• **Görevler**
**A.** Gazetecilik üzerine yazılmış metne göre yazar kaç yıldır gazetecilik yapmaktadır?
**B.** Gazetecilik üzerine yazılmış metni son cümlesinden sonra gelecek birkaç cümleyle sürdürün.
===== Belge Alıntısı
Herhangi bir konuda birilerine ne olduğu, nasıl olduğu sorulduğunda tabiî ki herkes kendine göre yada kendi bildiğince yorumlar ve cevaplar. Bizde gazetecinin nasıl olması gerektiğini anlatmaya çalışalım, bakalım vatandaş bizim gazetecileri nasıl görüyor, nasıl değerlendiriyor…
Efendim;
Gazeteci; her zaman gerçeğin ve doğrunun peşinde, basın meslek ahlak ilkelerine bağlı, kamu yararını her şeyin üzerinde tutan, insan haklarına ve farklı düşüncelere saygılı bir anlayışla çalışmalarını sürdürmelidir.
Bilindiği gibi 40 yıl önce bugünkü gibi makinalar, ulaşım, iletişim araçları vs teknoloji yoktu. Bizim zamanımızda (Gazetecilikte 48 yıl oldu maşallah…) gazetecilik çok daha zor ve heyecanlıydı. Hiç bir haber ve röportajımız nedeniyle mahkemelik olmadık. Çünkü hep doğruları yazdık. Haber kaynağımızı asla yalancı durumuna düşürmedik, hangi fikirden olursa olsun, ne dedilerse onu yayınladık. Gazeteci asla doğrudan vazgeçmemeli ve haber kaynağını küstürmemeli. Haberin içeriklerini düzenli şekilde, yani bizim 5N-1K dediğimiz kuralları aynen uygulayarak yazmalı. Haberin giriş gelişme ve sonuç bölümlerini net bir dille yazmalı. Yani haberin başlığı, spotu, haber nerede ne zaman ve nasıl olmuş bunu açık bir dille anlatmalı.
Haberleri doğru, farklı görüş ve düşünceleri uygun bir dille ortaya koymada, toplumun bilgilenmesinde, bilinçlenmesinde ve toplumsal barış, huzur, güven ortamının güçlenmesinde basının önemli payı vardır. Demokrasinin güçlü ve sağlam temeller üzerine oturtulmasında, fikir ve düşünce hürriyetinin geliştirilmesinde etkin rol oynayan gazetecilik mesleği, en dinamik ve fedakârlık isteyen mesleklerin başında gelmektedir. Gazeteci; her zaman gerçeğin ve doğrunun peşinde, basın meslek ahlak ilkelerine bağlı, kamu yararını her şeyin üzerinde tutan, insan haklarına ve farklı düşüncelere saygılı bir anlayışla çalışmalarını sürdürmelidir.
==========
===== Kayıtlar
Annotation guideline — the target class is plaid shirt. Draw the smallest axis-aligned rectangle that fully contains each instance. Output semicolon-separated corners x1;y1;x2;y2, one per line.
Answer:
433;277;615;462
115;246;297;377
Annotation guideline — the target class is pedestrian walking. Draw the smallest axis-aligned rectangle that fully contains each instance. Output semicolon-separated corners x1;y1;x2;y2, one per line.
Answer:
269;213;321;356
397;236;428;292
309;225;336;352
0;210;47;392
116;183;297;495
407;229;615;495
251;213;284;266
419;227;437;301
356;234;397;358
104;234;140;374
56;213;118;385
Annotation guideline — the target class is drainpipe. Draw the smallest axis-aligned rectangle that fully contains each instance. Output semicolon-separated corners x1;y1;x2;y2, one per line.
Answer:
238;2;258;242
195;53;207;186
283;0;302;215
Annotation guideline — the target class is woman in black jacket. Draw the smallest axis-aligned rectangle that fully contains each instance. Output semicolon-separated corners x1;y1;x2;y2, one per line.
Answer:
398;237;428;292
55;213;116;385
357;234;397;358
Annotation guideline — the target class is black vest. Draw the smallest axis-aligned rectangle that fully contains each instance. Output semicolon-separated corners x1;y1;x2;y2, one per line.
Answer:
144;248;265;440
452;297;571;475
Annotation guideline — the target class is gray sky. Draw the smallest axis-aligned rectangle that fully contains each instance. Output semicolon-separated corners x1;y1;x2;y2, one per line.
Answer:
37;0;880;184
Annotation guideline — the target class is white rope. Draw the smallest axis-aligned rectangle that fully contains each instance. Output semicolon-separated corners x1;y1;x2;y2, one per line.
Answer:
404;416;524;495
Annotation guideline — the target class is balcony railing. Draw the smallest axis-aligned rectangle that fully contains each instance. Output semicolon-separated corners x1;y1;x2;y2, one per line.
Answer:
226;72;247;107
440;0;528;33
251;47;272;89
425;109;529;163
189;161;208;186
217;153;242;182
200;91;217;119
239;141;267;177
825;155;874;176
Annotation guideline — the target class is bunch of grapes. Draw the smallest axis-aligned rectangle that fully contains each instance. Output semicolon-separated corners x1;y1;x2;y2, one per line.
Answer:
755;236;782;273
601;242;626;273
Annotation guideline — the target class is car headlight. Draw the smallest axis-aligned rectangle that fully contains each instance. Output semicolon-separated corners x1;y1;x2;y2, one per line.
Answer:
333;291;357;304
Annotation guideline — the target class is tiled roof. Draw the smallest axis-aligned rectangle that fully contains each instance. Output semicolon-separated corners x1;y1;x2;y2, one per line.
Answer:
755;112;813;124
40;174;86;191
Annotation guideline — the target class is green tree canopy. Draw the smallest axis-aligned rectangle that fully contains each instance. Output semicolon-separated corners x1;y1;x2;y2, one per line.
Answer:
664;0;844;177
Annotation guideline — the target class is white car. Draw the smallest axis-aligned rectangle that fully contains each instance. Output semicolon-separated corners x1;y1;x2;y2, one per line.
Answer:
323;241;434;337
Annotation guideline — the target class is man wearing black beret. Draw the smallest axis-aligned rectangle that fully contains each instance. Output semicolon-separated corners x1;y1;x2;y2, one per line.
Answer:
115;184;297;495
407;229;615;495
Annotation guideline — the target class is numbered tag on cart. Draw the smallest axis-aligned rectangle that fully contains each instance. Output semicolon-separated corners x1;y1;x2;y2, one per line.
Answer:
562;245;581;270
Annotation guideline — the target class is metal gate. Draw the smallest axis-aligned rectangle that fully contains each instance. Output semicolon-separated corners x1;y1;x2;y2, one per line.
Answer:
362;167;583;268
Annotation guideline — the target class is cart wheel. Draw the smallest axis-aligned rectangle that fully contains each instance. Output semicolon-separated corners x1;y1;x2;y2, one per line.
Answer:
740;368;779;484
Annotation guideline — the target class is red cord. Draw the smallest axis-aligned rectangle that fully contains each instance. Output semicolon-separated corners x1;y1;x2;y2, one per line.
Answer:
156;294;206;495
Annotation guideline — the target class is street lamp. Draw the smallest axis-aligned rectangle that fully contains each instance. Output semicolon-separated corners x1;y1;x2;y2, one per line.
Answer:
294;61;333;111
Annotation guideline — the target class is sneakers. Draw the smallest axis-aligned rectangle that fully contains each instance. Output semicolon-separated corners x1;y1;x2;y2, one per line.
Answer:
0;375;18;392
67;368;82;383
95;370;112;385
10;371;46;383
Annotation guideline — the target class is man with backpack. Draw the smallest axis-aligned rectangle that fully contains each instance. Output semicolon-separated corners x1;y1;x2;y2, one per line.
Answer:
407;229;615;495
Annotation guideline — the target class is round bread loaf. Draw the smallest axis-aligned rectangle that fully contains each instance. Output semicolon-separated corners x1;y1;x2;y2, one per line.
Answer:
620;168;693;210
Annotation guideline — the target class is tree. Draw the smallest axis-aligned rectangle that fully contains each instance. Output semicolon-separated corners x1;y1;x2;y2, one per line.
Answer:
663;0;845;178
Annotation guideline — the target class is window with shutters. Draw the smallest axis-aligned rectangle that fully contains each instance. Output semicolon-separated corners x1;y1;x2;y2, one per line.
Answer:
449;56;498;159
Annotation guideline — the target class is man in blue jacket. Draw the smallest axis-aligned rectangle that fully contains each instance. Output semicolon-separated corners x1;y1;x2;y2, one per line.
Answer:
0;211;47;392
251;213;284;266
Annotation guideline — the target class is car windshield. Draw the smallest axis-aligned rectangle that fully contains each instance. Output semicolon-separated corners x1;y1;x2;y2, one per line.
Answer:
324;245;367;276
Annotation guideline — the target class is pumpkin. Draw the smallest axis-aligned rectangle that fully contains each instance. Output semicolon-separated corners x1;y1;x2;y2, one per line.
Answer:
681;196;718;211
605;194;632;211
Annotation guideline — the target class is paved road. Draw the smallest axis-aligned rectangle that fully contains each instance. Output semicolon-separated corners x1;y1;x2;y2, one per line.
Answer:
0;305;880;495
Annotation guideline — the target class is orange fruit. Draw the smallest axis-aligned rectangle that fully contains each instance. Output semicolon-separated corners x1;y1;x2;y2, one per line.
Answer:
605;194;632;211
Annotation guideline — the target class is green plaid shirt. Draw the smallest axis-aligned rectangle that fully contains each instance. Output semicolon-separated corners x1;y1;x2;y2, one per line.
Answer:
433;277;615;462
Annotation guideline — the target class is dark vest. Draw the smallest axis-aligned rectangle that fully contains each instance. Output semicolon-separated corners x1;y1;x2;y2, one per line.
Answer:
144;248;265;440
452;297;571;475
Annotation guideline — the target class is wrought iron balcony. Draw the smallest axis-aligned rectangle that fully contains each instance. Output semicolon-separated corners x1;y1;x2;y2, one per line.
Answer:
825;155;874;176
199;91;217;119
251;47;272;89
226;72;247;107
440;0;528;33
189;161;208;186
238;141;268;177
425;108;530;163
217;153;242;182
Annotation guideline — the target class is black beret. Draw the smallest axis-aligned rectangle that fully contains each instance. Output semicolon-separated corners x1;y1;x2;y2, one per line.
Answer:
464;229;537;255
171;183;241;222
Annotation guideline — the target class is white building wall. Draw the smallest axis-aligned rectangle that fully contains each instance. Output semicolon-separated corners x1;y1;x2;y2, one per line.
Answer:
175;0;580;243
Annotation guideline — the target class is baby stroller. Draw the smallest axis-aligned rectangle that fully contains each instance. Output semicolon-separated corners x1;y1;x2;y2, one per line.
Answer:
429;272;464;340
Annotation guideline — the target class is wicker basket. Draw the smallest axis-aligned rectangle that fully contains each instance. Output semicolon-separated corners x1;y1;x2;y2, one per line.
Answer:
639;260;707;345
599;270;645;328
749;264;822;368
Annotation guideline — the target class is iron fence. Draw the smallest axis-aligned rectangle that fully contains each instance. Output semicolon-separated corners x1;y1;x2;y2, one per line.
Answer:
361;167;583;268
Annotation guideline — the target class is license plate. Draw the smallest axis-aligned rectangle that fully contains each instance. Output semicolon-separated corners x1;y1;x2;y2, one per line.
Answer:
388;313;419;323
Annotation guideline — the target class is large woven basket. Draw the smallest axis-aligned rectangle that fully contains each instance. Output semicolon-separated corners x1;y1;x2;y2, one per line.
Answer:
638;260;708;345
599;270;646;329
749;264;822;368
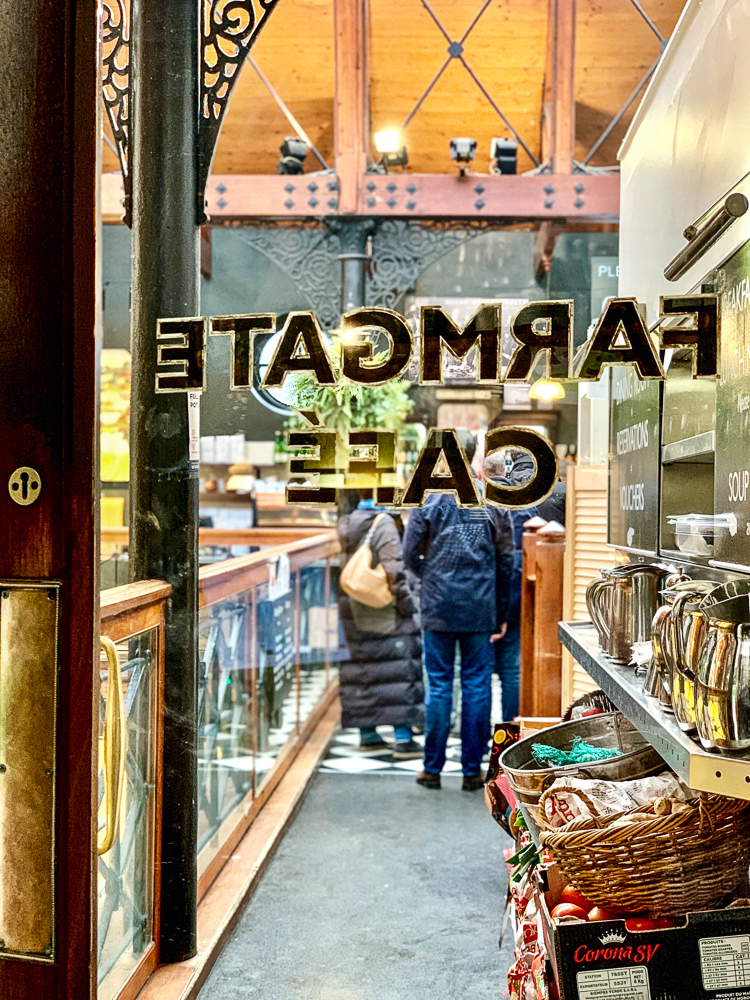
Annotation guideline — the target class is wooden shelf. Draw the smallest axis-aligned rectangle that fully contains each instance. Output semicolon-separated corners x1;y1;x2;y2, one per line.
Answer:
559;622;750;799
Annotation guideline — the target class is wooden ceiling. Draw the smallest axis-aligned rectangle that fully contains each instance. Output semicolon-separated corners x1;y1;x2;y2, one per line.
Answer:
103;0;683;174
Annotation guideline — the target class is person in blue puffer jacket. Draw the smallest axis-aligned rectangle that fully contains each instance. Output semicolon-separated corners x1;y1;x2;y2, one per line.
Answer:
404;430;514;791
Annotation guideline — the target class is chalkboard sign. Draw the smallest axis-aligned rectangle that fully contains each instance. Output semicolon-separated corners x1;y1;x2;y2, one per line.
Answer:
713;243;750;568
608;365;661;555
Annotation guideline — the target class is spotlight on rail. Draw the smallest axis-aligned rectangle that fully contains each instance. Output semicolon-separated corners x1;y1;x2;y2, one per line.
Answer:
490;137;518;174
451;137;477;174
276;135;307;174
374;128;409;170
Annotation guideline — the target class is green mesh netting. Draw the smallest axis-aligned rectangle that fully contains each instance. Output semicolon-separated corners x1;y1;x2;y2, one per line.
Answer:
531;736;621;767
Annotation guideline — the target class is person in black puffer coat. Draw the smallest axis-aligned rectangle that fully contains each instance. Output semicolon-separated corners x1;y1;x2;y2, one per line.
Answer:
338;494;424;760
==========
• **Yazılı Cevaplar**
**A.** 48 yıldır.

**B.**
Kısaca; Gazeteci namusludur, onurludur, ahlâklıdır, dürüsttür, asla yalan yazmaz. Gazeteci satılık değildir. Makam, mevki, para pul peşinde koşmaz. Rüşvet almaz, parayla haber yazmaz. Ya da yazacağı haberi yazmaktan para karşılığında vazgeçmez. Ülkesini, milletini, memleketinin menfaatini ön planda tutar. Hiçbir zaman kendi yada birilerinin menfaatini ön plana çıkarmaz, menfaat beklemez.
Gazetecilik zor meslektir, sorumluluk ister. Basın, ahlak kurallarına uymayı gerektirir. Gazetecilik; yazanların, yazmayı bilenlerin, zeki, yetenekli insanların mesleğidir. Toplumun gözü, kulağı, dilidir. Gazeteci; topluma karşı sorumluluklarını unutmayan, adil, objektiflik, gerçekçi ve doğru kimsedir.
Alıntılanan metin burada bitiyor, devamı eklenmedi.